* _WHAT IS ASKED_
- a) Reproduce the part of the essay on oversized modern houses that opens with the words containing "No, not the" and closes with "I don’t care.)".
- b) In the essay on oversized modern houses, what kind of kitchen did the writer's parents have in their Florida home?

BEGIN PROVIDED PASSAGE

No, not the tv doctor — an actual house that is bad. It’s not the only one of its kind either — these beasts are legion. I should know; I worked for a company that built them.
I guess I don’t understand people. They want houses like these. (My ex-employer insisted we call them “homes,” but nothing will make these dreadful boxes homes for people — only for their precious vehicles, which get the lion’s share of the square footage devoted to them, I will now point out. Your SUV and your Lexus graciously allow you to attach some extra drywall to their home so you can be available to give them their weekly rubdown with Turtle Wax and Armor-all. No I don’t know if that is how you spell the products and I don’t care.)
Anyway, if you watch HGTV and that Fine Living channel, as I do because I have no life, you will be presented with the sort of people who want houses like these. According to House Hunters, this is what Americans want: big closets, for all the clothing they don’t wear and to stash the suitcases for those trips they can no longer afford to go on because all their money goes into paying the mortgage off of their huge swollen residence. Oh wait — the closets are for the wife’s clothing and gear. Dad is lucky if he gets the hall coat closet. Also: Americans want nice kitchen countertops made of something expensive. And they want vast, huge, gigantic kitchens for all those dinner parties for visiting dignitaries that they plan to throw. How my parents got by with a tiny, coffin-shaped galley kitchen tacked onto the side of their 1925 Florida “Boomer” home I’ll never know. Frankly the idea of traipsing across the acreage of the average modern kitchen today just to fix breakfast for the average American family of husband and 2.5 kids exhausts me, not to mention having to polish all that gleaming granite.
Americans also want that ugly bonus room, for one of three purposes: to give the kids yet another room besides their bedrooms (in my early childhood I didn’t even have my own bedroom, I had to share with my sister, but then again we didn’t have enough toys to fill a cruise ship either, and few of our toys needed an electric plug much less their own power plant like all the Wiis, Nintendos, computers, kiddie laptops, musical “instruments” that are just computerized guitar- and keyboard-shaped things, and so on); for a family “home theater” (in addition to all the other rooms including, these days, the kitchen and bathrooms, that also have their own television sets); or a den for Dad if the home has no basement.

END PROVIDED PASSAGE
BEGIN EXTRACTED ENTRIES

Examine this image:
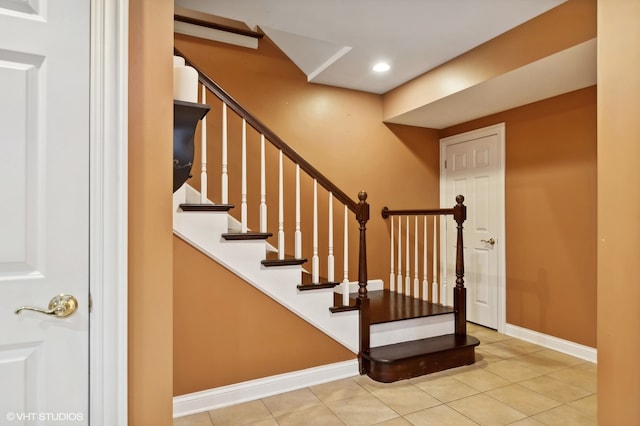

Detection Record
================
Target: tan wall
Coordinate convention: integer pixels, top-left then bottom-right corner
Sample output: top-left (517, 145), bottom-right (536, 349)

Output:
top-left (597, 0), bottom-right (640, 425)
top-left (128, 0), bottom-right (173, 426)
top-left (173, 237), bottom-right (355, 395)
top-left (382, 0), bottom-right (596, 119)
top-left (442, 87), bottom-right (596, 347)
top-left (176, 35), bottom-right (439, 290)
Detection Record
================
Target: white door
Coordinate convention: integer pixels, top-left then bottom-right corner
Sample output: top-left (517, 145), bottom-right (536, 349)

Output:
top-left (0, 0), bottom-right (90, 425)
top-left (440, 124), bottom-right (505, 331)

END EXTRACTED ENTRIES

* _RESPONSES FOR EACH TASK_
- a)
No, not the tv doctor — an actual house that is bad. It’s not the only one of its kind either — these beasts are legion. I should know; I worked for a company that built them.
I guess I don’t understand people. They want houses like these. (My ex-employer insisted we call them “homes,” but nothing will make these dreadful boxes homes for people — only for their precious vehicles, which get the lion’s share of the square footage devoted to them, I will now point out. Your SUV and your Lexus graciously allow you to attach some extra drywall to their home so you can be available to give them their weekly rubdown with Turtle Wax and Armor-all. No I don’t know if that is how you spell the products and I don’t care.)

- b) A tiny, coffin-shaped galley kitchen attached to the side of their 1925 Florida "Boomer" home.